**Activity**
Restrict the output to the lines below starting at the one that contains "Where can the tower" and ending at the one that contains "Where can the grass", and restate them word for word, both ends included.
*** Begin section ***
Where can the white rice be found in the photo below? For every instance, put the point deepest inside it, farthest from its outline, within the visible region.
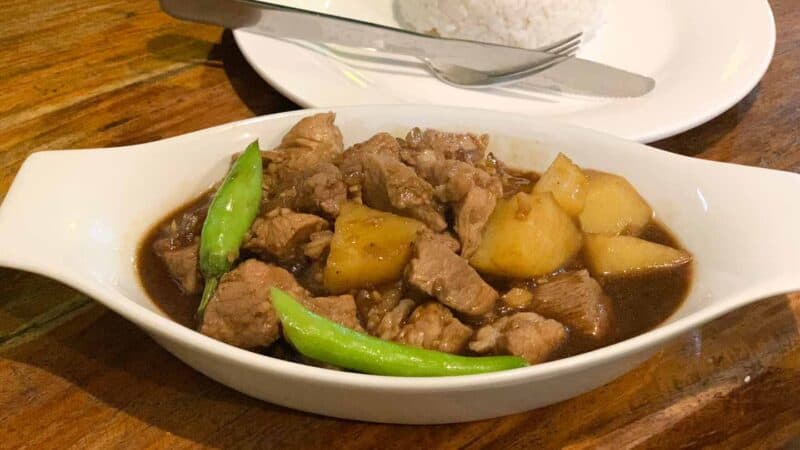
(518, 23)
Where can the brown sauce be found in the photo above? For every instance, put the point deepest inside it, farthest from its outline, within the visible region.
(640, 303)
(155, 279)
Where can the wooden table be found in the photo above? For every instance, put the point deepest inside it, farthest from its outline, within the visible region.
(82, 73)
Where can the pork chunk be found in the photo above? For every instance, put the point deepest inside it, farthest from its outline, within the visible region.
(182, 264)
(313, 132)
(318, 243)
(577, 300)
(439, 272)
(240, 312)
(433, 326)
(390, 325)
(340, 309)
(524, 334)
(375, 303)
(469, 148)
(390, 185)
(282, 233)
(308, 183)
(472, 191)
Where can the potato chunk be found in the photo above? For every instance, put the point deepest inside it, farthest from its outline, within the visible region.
*** End section ***
*** Begin section ***
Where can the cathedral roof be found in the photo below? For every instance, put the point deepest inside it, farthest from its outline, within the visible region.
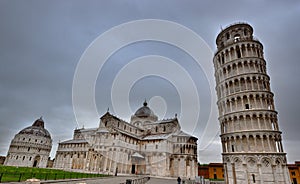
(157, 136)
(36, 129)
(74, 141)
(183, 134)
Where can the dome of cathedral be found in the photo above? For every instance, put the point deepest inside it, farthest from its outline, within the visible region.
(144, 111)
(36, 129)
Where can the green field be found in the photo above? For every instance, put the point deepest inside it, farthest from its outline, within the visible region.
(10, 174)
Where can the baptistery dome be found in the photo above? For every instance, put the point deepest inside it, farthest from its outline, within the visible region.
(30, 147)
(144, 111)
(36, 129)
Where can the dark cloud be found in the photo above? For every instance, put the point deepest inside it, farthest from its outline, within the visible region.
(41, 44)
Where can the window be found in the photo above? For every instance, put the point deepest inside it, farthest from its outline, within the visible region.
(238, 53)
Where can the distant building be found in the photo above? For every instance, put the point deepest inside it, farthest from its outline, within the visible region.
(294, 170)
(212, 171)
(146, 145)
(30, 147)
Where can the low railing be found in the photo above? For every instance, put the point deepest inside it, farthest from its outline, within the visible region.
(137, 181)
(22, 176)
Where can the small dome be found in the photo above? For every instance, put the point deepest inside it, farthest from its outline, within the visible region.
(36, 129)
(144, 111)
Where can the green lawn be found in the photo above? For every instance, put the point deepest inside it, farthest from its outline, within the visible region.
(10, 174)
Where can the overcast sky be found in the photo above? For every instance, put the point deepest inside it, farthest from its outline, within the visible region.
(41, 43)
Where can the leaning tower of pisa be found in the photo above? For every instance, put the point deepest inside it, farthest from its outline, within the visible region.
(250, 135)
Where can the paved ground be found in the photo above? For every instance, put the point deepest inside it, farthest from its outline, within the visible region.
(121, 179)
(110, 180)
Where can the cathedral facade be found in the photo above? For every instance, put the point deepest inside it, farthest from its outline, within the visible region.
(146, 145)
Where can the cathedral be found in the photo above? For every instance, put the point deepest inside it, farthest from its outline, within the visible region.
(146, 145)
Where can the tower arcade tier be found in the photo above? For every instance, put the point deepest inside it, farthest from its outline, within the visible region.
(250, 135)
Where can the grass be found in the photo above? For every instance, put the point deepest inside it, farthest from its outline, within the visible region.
*** End section ***
**Solution for this task**
Where can the tower arcade tier be found in the photo above? For every instance, put the point deepest inside it, farthest from its outline, within the visible region.
(250, 135)
Where can the grass be found in the photo above? For every instance, put the point deepest inside it, farthest from its outline, within the visible region.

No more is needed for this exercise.